Pointing dataset entries:
"""

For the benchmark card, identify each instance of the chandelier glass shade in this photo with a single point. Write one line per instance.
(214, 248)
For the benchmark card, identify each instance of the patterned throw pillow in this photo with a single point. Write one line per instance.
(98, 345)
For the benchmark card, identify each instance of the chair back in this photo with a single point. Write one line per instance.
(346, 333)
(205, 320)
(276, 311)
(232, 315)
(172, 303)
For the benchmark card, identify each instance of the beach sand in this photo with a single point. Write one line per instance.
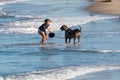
(105, 7)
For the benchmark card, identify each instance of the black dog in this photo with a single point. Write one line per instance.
(69, 33)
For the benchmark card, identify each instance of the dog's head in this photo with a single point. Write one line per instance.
(63, 27)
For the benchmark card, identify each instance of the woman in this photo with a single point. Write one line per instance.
(42, 30)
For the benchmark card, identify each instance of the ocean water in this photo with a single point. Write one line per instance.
(23, 58)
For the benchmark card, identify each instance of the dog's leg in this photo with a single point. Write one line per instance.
(78, 39)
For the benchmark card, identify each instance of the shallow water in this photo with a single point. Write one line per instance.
(22, 57)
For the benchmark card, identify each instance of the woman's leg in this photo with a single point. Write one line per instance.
(44, 38)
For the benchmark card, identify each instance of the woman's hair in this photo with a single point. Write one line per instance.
(46, 20)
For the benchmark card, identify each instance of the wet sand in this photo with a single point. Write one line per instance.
(105, 7)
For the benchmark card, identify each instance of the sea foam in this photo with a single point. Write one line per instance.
(60, 73)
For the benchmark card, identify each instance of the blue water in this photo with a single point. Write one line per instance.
(23, 58)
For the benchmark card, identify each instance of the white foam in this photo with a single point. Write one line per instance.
(31, 26)
(10, 1)
(61, 73)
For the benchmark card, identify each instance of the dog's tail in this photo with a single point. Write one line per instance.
(80, 28)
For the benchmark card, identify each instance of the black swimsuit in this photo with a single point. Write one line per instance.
(42, 28)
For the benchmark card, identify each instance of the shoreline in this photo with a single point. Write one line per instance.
(104, 7)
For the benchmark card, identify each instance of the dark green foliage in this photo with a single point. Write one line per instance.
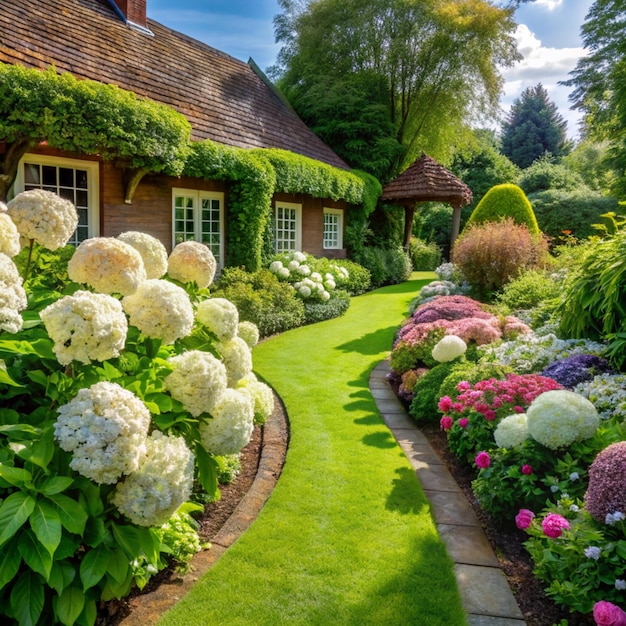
(595, 302)
(260, 298)
(545, 175)
(505, 201)
(472, 373)
(320, 311)
(425, 256)
(387, 266)
(576, 211)
(534, 127)
(423, 409)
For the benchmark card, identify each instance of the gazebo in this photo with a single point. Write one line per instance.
(427, 181)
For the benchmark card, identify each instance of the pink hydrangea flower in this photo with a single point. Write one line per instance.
(524, 518)
(446, 422)
(553, 525)
(608, 614)
(483, 461)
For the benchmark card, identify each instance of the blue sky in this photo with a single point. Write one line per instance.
(548, 36)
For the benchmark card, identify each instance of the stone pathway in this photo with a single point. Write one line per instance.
(485, 592)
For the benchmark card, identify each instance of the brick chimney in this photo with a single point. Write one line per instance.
(134, 11)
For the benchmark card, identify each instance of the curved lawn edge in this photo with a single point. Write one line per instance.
(347, 535)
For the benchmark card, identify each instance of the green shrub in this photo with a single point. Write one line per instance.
(502, 202)
(423, 409)
(320, 311)
(387, 266)
(260, 298)
(544, 175)
(530, 289)
(595, 300)
(572, 211)
(425, 256)
(492, 254)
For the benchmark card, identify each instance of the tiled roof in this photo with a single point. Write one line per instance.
(222, 97)
(427, 180)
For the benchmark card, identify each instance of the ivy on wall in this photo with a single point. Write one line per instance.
(143, 136)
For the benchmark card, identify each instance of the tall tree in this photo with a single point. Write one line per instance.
(599, 82)
(533, 128)
(412, 72)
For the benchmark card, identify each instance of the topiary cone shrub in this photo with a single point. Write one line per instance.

"""

▶ **Written problem**: Rewrite everything from the line containing "For the benchmark card, identify each instance of the ivy" through the end of the entries, keeping the labeling requests as they are, and add 96 to each coordinate value in the answer points.

▶ **Response to this task**:
For the benchmark card, identify each instance of the ivy on wall in this photo with a single point. Write one line per instance.
(239, 232)
For the benchmark card, identify each instance of the tall tree in this photo with a single point. Write one line per instance.
(695, 178)
(629, 224)
(508, 168)
For the benchmark card, identify each instance of the topiary cone shrub in this photo with a single point. Write one line per instance.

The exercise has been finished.